Goal of the exercise - Reproduce every line of text in the records below word for word, and omit the pictures.

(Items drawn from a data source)
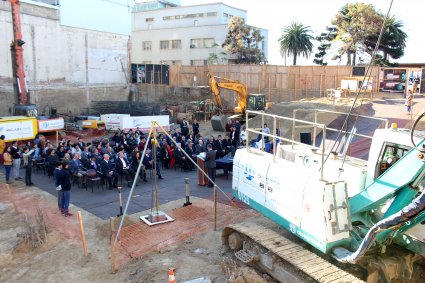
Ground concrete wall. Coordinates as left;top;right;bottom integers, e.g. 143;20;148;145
0;1;129;115
60;0;132;35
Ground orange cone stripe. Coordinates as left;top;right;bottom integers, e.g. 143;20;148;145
168;269;176;283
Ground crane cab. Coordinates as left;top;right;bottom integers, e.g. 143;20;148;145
247;93;266;111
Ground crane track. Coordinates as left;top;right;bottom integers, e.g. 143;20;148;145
222;223;364;283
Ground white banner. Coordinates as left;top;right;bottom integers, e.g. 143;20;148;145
38;118;65;133
100;114;130;131
121;115;170;132
0;121;36;142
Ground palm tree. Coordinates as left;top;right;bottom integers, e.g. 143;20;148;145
278;22;314;65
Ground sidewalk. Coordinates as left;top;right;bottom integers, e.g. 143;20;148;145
372;94;425;128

Task result -
Ground concrete wall. Coordinates as left;top;right;bottom integers, e.g. 143;20;148;145
0;1;129;115
60;0;132;35
Ground orange cone stripe. Coordinates as left;top;right;bottom integers, e.g. 143;20;148;145
168;269;176;283
Ground crane cab. Coordinates as left;top;right;bottom integers, e.g. 143;20;148;145
247;93;266;111
Ground crane track. Coordinates as left;top;right;bottom integers, e.g. 143;20;148;145
222;223;364;283
Ground white banner. Coordinates as left;top;right;bottom integers, e.g. 143;20;148;145
38;118;65;133
100;114;130;131
121;115;170;132
0;121;36;142
Ground palm tree. Coordinates as left;top;right;bottom integers, e.g. 143;20;148;145
278;22;314;65
Ground sidewalk. Coordinates as left;top;right;bottom integers, e.g. 143;20;148;145
372;94;425;128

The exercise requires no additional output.